**** Page text
# User 'xxx' not found in CycleChat



## hopless500 (2 Nov 2016)

Various users keep showing with this in their signature line (as per @potsy on the screenshot below).


----------



## potsy (2 Nov 2016)

MCL ticker not working in the signature.


----------



## Shaun (2 Nov 2016)

This is related to the server upgrade. I've opened a conversation with @TimO to look at it and hopefully we'll get it working again soon. 

Cheers,
Shaun


----------



## Pro Tour Punditry (2 Nov 2016)

They have been deemed as nobbers and no longer exist


----------



## Supersuperleeds (4 Nov 2016)

hopless500 said:


> Various users keep showing with this in their signature line (as per @potsy on the screenshot below).
> View attachment 149992



Bad example, as even when it is working @potsy sig shows no miles ridden anyway.


----------



## potsy (4 Nov 2016)

Supersuperleeds said:


> Bad example, as even when it is working @potsy sig shows no miles ridden anyway.
********
**** Data excerpts
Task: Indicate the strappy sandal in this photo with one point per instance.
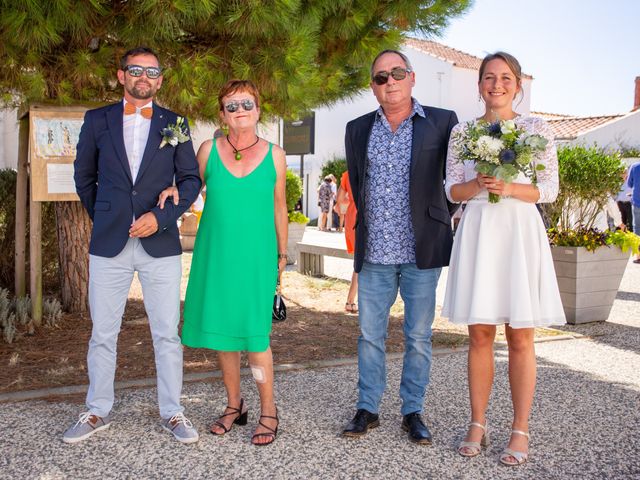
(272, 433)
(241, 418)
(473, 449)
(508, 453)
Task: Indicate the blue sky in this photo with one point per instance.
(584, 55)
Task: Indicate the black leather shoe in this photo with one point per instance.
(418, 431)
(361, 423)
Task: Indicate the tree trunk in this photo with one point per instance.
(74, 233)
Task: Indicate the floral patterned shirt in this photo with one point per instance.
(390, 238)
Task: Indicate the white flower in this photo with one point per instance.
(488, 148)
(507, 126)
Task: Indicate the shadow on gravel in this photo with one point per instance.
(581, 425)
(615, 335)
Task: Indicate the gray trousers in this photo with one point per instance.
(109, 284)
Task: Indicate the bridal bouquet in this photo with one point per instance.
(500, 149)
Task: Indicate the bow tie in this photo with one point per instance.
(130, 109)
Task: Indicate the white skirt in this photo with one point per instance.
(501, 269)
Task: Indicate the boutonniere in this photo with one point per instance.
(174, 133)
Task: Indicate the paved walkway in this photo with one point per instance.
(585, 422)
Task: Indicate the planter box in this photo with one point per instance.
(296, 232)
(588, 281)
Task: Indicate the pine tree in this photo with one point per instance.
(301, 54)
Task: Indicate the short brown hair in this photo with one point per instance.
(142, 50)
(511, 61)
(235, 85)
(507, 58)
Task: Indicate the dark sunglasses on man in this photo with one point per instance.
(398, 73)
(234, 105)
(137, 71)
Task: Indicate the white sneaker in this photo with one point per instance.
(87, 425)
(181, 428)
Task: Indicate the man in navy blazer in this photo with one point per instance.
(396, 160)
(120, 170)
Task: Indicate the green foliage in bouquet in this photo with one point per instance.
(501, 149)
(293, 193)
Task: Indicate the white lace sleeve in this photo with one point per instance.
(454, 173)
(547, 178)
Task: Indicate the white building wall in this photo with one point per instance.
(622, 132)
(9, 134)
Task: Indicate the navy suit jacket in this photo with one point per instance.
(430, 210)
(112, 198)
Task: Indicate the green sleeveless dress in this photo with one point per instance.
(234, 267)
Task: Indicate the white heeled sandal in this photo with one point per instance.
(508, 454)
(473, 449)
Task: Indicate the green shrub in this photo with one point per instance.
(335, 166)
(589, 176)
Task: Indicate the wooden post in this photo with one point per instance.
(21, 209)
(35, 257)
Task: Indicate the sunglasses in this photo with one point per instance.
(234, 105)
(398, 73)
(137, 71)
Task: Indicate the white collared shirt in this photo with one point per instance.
********
Written task A: List the usernames of everyone who posted in the CycleChat thread.
Written task B: According to the CycleChat thread, why does Supersuperleeds call potsy's signature a bad example?
Written task C: Quote the CycleChat thread from "## hopless500 (2" up to and including "in the signature.".

Final answer A: hopless500, potsy, Shaun, Pro Tour Punditry, Supersuperleeds

Final answer B: Even when the ticker is working, potsy's signature shows no miles ridden.

Final answer C:
## hopless500 (2 Nov 2016)

Various users keep showing with this in their signature line (as per @potsy on the screenshot below).


----------



## potsy (2 Nov 2016)

MCL ticker not working in the signature.